(Problem set):
A. Can you reproduce the stretch of the Montreux Concert liner notes from "Album Liner Notes" through "blowout would suggest."?
B. How would you shorten the paragraph in the Montreux Concert liner notes that begins "This record matters because it shows Jeff" while keeping its main facts?
C. What comes next in the Montreux Concert liner notes? Write a continuation that picks up after their final line.

(Source):
========================

Album Liner Notes
Montreux Concert
Montreux Concert is a compact but important Jeff Berlin credit because it strips the setting down to a live Don Pullen group and lets the improvising do the work. There are only two long performances here, which means every player is exposed.
Overview
This record matters because it shows Jeff in a very different frame from the arranged studio albums around it. Don Pullen is not asking for polish or crossover gloss here. The music is live, long-form, and open enough that every rhythmic and harmonic decision counts.
The dedication on 'Richard's Tune' matters too. The piece is dedicated to Muhal Richard Abrams, which places the album inside a much more serious modern-jazz lineage than a casual festival blowout would suggest.
It is also a useful Jeff Berlin document because there is nowhere to hide. With only piano, bass, drums, and later percussion, you hear exactly how he responds to Pullen's inside-outside language and Steve Jordan's drumming in real time.
Quick Snapshot
- The album was recorded live at the Montreux International Festival in Switzerland on July 12, 1977 and released by Atlantic in 1978.
- The program contains only two extended tracks: 'Richard's Tune' and 'Dialogue Between Malcolm and Betty'.

========================

(Available data):
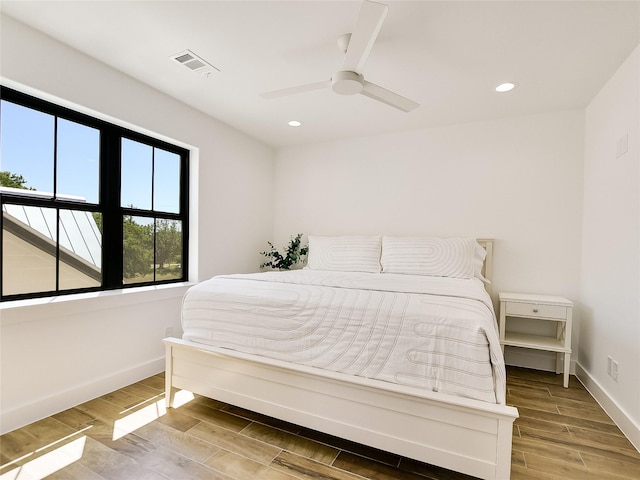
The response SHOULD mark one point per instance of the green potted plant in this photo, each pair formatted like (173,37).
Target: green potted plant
(293,254)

========================

(Answers for this exercise):
A.
Album Liner Notes
Montreux Concert
Montreux Concert is a compact but important Jeff Berlin credit because it strips the setting down to a live Don Pullen group and lets the improvising do the work. There are only two long performances here, which means every player is exposed.
Overview
This record matters because it shows Jeff in a very different frame from the arranged studio albums around it. Don Pullen is not asking for polish or crossover gloss here. The music is live, long-form, and open enough that every rhythmic and harmonic decision counts.
The dedication on 'Richard's Tune' matters too. The piece is dedicated to Muhal Richard Abrams, which places the album inside a much more serious modern-jazz lineage than a casual festival blowout would suggest.

B. The record shows Jeff Berlin in a setting very unlike the arranged studio albums around it. Don Pullen wants no polish or crossover gloss, and the live, long-form, open music makes every rhythmic and harmonic decision count.

C.
- Jeff Berlin plays electric bass throughout, with Steve Jordan on drums and Raphael Cruz and Sammy Figueroa added on percussion for the second performance.
Live and exposed
Only two long tracks, recorded live, which makes the bass role much easier to study than on an arranged studio date.
Dedicated to Muhal Richard Abrams
'Richard's Tune' explicitly carries the Abrams dedication and should be treated as an intentional statement, not a throwaway title.
Atlantic-era Don Pullen
This is part of Pullen's short but important Atlantic period, which briefly put him into a larger-label frame.
Listen For
Richard's Tune
An 18-minute opening performance dedicated to Muhal Richard Abrams, with Jeff and Steve Jordan handling the trio setting without extra percussion.
Dialogue Between Malcolm and Betty
The second side expands the sound by adding Raphael Cruz and Sammy Figueroa on percussion, which changes the rhythmic shape without reducing the openness.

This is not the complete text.